[Records of labeled boxes]
-- begin --

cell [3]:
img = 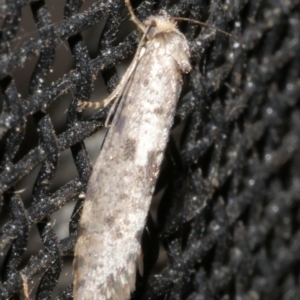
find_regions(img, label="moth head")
[145,15,178,37]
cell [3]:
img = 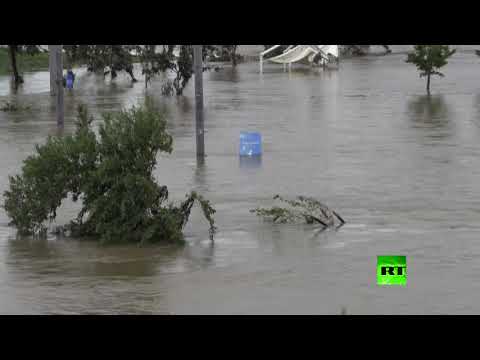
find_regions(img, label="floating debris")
[250,195,345,228]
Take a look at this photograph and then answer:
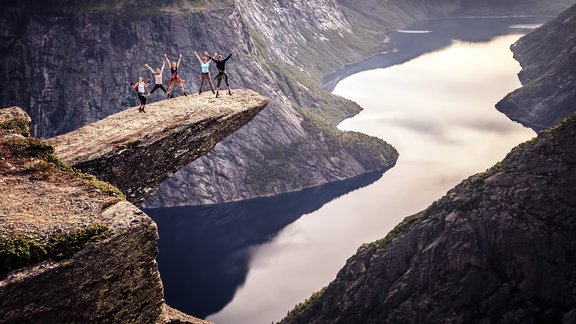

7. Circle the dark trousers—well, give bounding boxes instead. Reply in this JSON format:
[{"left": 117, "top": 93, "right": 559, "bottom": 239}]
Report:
[
  {"left": 150, "top": 84, "right": 168, "bottom": 93},
  {"left": 214, "top": 71, "right": 230, "bottom": 88},
  {"left": 138, "top": 93, "right": 147, "bottom": 105},
  {"left": 198, "top": 72, "right": 214, "bottom": 92}
]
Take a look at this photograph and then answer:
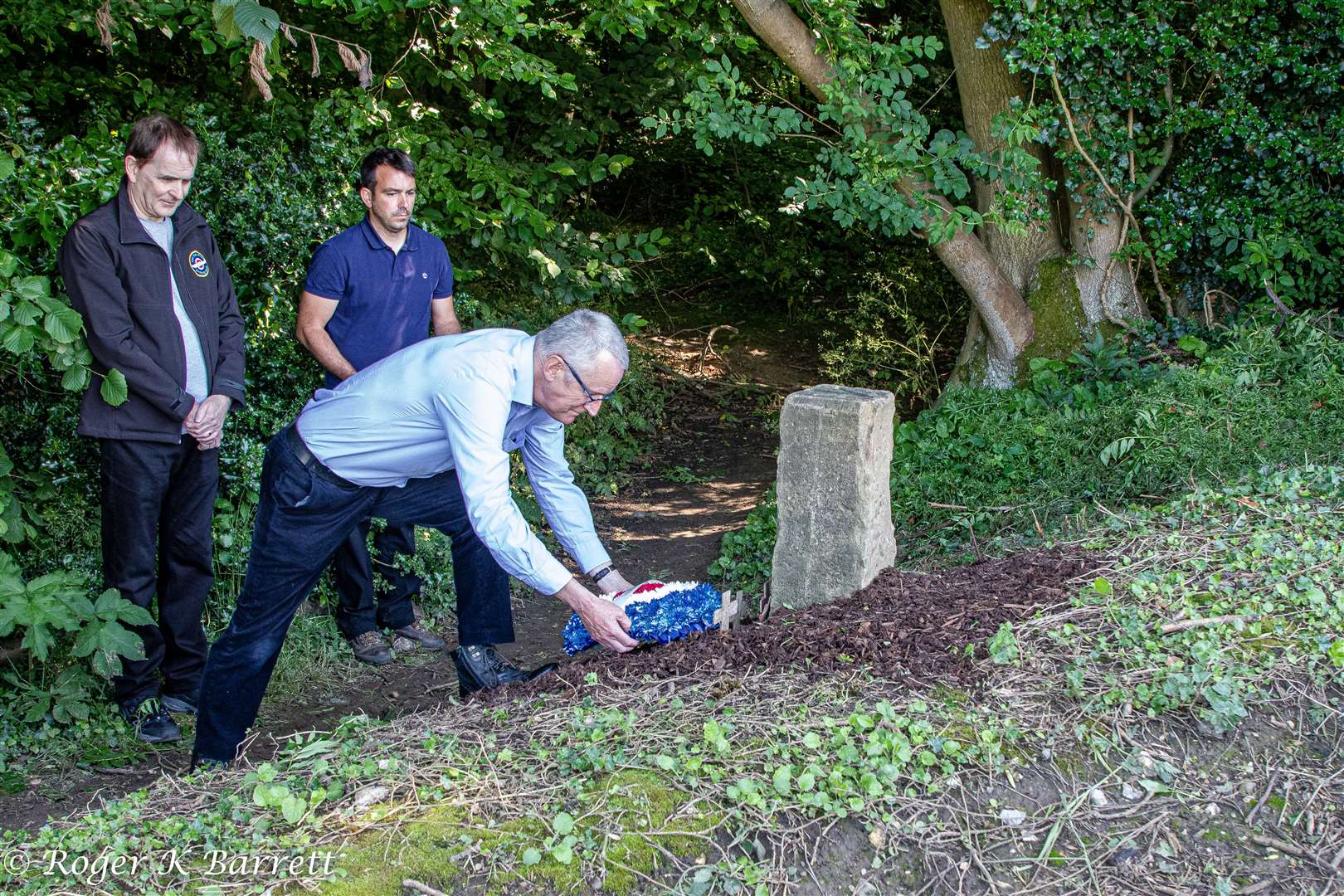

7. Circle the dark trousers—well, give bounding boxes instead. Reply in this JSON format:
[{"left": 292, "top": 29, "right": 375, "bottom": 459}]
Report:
[
  {"left": 332, "top": 520, "right": 421, "bottom": 640},
  {"left": 100, "top": 436, "right": 219, "bottom": 703},
  {"left": 195, "top": 429, "right": 514, "bottom": 762}
]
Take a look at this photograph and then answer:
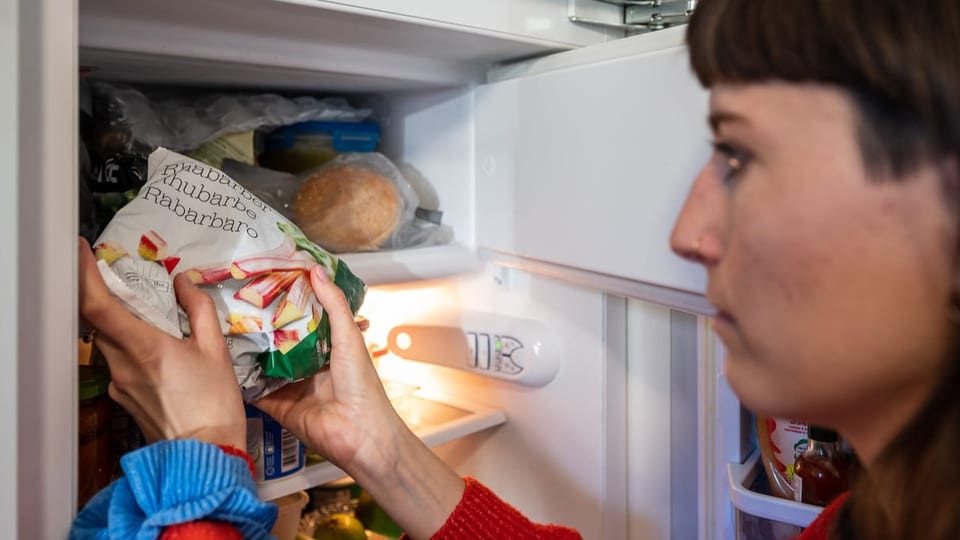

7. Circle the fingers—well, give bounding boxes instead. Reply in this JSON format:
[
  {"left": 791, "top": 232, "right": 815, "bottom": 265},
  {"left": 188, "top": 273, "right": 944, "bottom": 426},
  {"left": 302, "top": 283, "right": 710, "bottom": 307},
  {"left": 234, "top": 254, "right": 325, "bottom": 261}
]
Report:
[
  {"left": 77, "top": 239, "right": 152, "bottom": 351},
  {"left": 173, "top": 273, "right": 223, "bottom": 347},
  {"left": 310, "top": 265, "right": 363, "bottom": 342}
]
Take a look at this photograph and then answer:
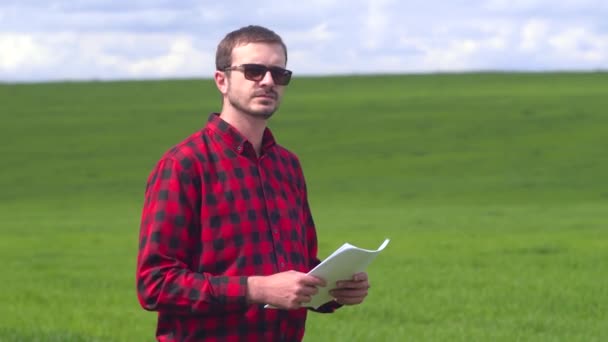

-- end --

[What is asked] Render every line of the records above as a numbered list, leaving out blank lines and omitting the pictures.

[Complete response]
1. cell [3]:
2. img = 
3. find_regions(img, label="moth head")
4. [145,15,178,37]
5. cell [3]:
6. img = 
7. find_regions(img, label="floating debris")
8. [250,195,345,228]
9. Take a look at this photograph and then answer:
10. 7. Circle the dark trousers—well, give bounding boxes instead. Reply in this JSON format:
11. [{"left": 117, "top": 93, "right": 559, "bottom": 239}]
12. Report:
13. [
14.   {"left": 150, "top": 84, "right": 168, "bottom": 93},
15.   {"left": 214, "top": 71, "right": 230, "bottom": 88},
16.   {"left": 138, "top": 93, "right": 147, "bottom": 105},
17.   {"left": 198, "top": 72, "right": 214, "bottom": 92}
18. ]
19. Take a look at this photograph and then answer:
20. 7. Circle the dark trousers—well, give bounding boxes instead. Reply in this JSON format:
21. [{"left": 292, "top": 29, "right": 375, "bottom": 459}]
22. Report:
23. [
24.   {"left": 332, "top": 520, "right": 421, "bottom": 640},
25.   {"left": 100, "top": 436, "right": 219, "bottom": 703},
26.   {"left": 195, "top": 429, "right": 514, "bottom": 762}
27. ]
28. Take a look at this photograph and then answer:
29. 7. Circle the fingers—well, give bounding boxes instead. Reply in this JSON format:
30. [
31.   {"left": 791, "top": 232, "right": 815, "bottom": 265},
32.   {"left": 188, "top": 273, "right": 944, "bottom": 426},
33.   {"left": 302, "top": 283, "right": 710, "bottom": 307},
34.   {"left": 234, "top": 254, "right": 325, "bottom": 261}
35. ]
36. Report:
37. [
38.   {"left": 77, "top": 239, "right": 152, "bottom": 351},
39.   {"left": 173, "top": 273, "right": 223, "bottom": 347},
40.   {"left": 310, "top": 265, "right": 363, "bottom": 342}
41. ]
42. Take a look at this photograph and then answer:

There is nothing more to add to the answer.